### СПИСОК ЗАДАЧ:
1. Что, согласно тексту о постмодернизме, скрывается за показной натурализацией постмодернистских текстов?
2. Повторите дословно фрагмент текста о постмодернизме от «С другой стороны, для» до «события, ни мысли.».

### ИСХОДНЫЙ ТЕКСТ:
_ _ _ _ _
С другой стороны, для постмодерниста возрастает важность знака и аллегории. Поскольку слова утрачивают свои значения, становятся важны только трактовки конструирующего текст, читателя, автора фрагментов, взятых для нового текста. Каждое слово становится игровым знаком. Произведения сложено из фрагментов, а не прожито. Все ощущения переводятся на язык знаков. Реального мира больше не существует, за показной натурализацией постмодернистских текстов скрывается отсутствие реальности, в них все не настоящее: ни эмоции, ни события, ни мысли.
Все они становятся элементами игры. Игра возводится в ранг божества, при этом сама игра имеет начало, но не имеет конца: из нее нельзя выйти, можно только оборвать. У нее нет цели и смысла. Весь мир, и созданный, и реальный, становится объектом и местом такой игры. Отказ от игры в рамках постмодернизма рассматривается как отказ от творчества и самой жизни. Поощряется тотальная карнавализация, когда нет внутренних убеждений, а все сказанное и сделанное - лишь часть роли и одна из масок.
_ _ _ _ _
(Записи разметки областей)
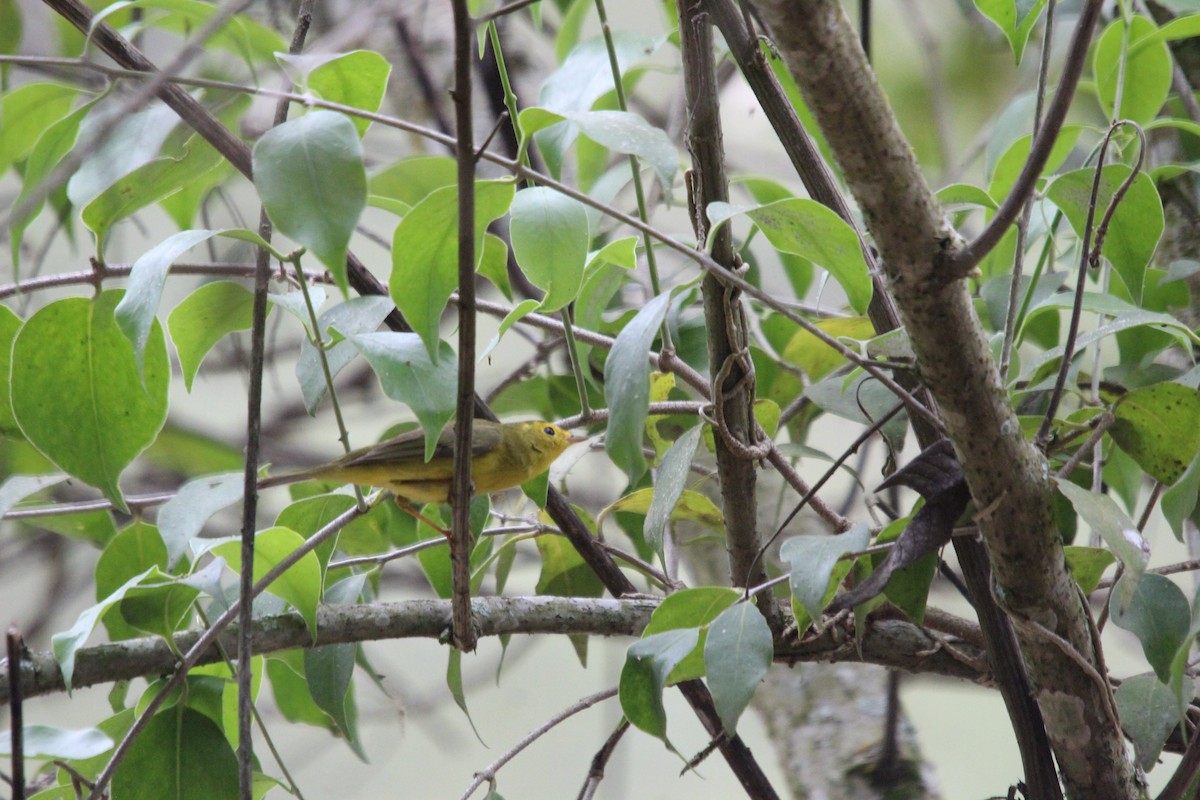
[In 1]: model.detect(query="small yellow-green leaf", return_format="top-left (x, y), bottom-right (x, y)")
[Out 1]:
top-left (167, 281), bottom-right (254, 391)
top-left (11, 290), bottom-right (170, 511)
top-left (1109, 383), bottom-right (1200, 485)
_ _ _ _ _
### ОТВЕТЫ К ЗАДАНИЯМ:
1. Отсутствие реальности.

2.
С другой стороны, для постмодерниста возрастает важность знака и аллегории. Поскольку слова утрачивают свои значения, становятся важны только трактовки конструирующего текст, читателя, автора фрагментов, взятых для нового текста. Каждое слово становится игровым знаком. Произведения сложено из фрагментов, а не прожито. Все ощущения переводятся на язык знаков. Реального мира больше не существует, за показной натурализацией постмодернистских текстов скрывается отсутствие реальности, в них все не настоящее: ни эмоции, ни события, ни мысли.